**Acción requerida**
Responde, según el fragmento sobre las fobias:
(a) ¿En qué país se produce únicamente la fobia social denominada taijin kiofusho?
(b) ¿Cuántas descargas eléctricas bastaban en el experimento de Martin Seligman para generar fobia a las arañas o las serpientes?
(c) ¿Con qué neurotransmisores se relacionan los genes asociados a la tendencia al miedo en los ratones?

**Fragmento del documento**
================================

Todo puede ser motivo de fobia RefNewYorker.09-2011-094
Se cree que, además de temer algo debido a una experiencia traumática (como tener miedo a conducir debido a un accidente de coche), podemos "aprender" las fobias y que, si un padre tiene un miedo atroz a las alturas, sería normal que su hijo acabara desarrollando esa aprensión.
Otro factor menos obvio en el desarrollo de las fobias es cultural o social: por ejemplo, hay un fobia de tipo social, denominada taijin kiofusho, que solo se produce en Japón. El paciente, en lugar de sufrir miedo al acoso, el odio o la humillación por parte de otras personas, confiesa padecer miedo a ofender o perjudicar a los demás.
Como bien dice Tesla, podemos también estar diseñados para temer ciertos peligros que supusieron un grave riesgo para la supervivencia de la especie humana en el pasado. De hecho, existe un experimento que muestra esta predisposición: el psicólogo Martin Seligman asoció una pequeña descarga eléctrica a ciertas fotografías y halló que, mientras que solo eran necesarias entre dos y cuatro descargas para generar fobia a las arañas o las serpientes, resultaba mucho más difícil generar un miedo irracional, por ejemplo, hacia las flores (https://science.howstuffworks.com/environmental/life/human-biology/fear5.htm).
Finalmente, y en esa misma línea, existen evidencias de que la tendencia al miedo puede ser genética. Seleccionando, entre una población de ratones, a los más temerosos y cruzándolos entre ellos, es posible desarrollar una línea genética de ratones con una clara tendencia al miedo y la ansiedad que no es producto del aprendizaje (https://www.scientificamerican.com/article.cfm?id=is-our-tendency-to-experi): de hecho, un ratón de esta línea genética criado en un entorno de ratones valientes seguirá atemorizado como adulto. Los genes que se asocian a este comportamiento se relacionan, nuevamente, con la producción o recepción de neurotransmisores, como la serotonina o el ácido gamma aminobutírico (GABA). No obstante, aunque la tendencia al miedo pueda descansar sobre una base hereditaria, se cree que el desarrollo de fobias específicas se halla casi exclusivamente asociada a experiencias individuales.

================================

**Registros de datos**

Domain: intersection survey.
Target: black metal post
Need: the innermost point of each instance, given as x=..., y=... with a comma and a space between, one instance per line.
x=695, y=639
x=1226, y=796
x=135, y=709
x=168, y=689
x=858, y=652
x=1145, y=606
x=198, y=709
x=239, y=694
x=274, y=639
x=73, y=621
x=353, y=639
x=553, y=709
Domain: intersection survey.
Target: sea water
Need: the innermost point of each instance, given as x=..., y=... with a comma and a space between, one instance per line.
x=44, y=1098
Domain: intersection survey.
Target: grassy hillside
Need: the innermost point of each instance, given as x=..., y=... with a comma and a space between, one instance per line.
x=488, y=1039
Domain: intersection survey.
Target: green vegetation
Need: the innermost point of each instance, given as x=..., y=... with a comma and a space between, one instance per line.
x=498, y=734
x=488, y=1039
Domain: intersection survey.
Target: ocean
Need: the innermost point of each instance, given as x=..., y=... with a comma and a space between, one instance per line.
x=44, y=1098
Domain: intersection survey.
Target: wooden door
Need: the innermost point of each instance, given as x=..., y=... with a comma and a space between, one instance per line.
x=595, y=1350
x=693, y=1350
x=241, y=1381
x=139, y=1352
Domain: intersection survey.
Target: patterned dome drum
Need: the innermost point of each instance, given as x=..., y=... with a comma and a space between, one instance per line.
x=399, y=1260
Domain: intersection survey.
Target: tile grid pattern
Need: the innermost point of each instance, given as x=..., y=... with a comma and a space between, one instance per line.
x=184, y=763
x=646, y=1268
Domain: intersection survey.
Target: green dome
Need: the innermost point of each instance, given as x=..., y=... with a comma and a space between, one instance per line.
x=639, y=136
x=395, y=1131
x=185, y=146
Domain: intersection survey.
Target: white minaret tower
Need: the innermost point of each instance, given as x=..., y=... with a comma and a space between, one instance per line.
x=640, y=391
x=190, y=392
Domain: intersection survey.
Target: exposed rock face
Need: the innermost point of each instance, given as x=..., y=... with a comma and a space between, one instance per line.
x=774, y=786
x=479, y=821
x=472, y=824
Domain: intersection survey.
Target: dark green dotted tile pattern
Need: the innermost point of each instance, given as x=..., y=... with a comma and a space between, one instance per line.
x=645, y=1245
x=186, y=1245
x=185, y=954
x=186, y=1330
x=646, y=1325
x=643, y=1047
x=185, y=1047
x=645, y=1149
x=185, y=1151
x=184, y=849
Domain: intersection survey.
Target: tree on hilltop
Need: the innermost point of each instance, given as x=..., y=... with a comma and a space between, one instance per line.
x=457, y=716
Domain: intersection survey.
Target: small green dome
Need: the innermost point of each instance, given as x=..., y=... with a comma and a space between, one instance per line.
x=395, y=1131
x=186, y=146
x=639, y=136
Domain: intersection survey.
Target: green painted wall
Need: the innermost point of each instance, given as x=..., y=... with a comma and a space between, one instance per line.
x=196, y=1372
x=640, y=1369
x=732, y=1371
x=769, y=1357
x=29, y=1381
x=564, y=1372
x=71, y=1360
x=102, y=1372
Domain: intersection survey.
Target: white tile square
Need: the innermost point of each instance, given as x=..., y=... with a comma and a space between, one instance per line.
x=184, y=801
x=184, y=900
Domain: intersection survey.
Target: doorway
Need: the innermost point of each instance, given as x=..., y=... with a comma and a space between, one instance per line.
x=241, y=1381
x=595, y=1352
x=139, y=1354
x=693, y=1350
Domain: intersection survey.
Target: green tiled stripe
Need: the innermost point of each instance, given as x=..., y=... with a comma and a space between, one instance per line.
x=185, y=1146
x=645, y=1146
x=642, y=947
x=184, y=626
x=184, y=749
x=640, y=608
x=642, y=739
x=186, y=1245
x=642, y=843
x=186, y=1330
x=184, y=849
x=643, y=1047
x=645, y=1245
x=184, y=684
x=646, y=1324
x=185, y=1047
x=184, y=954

================================

**Respuesta**
(a) En Japón.
(b) Entre dos y cuatro descargas.
(c) Con la serotonina y el ácido gamma aminobutírico (GABA).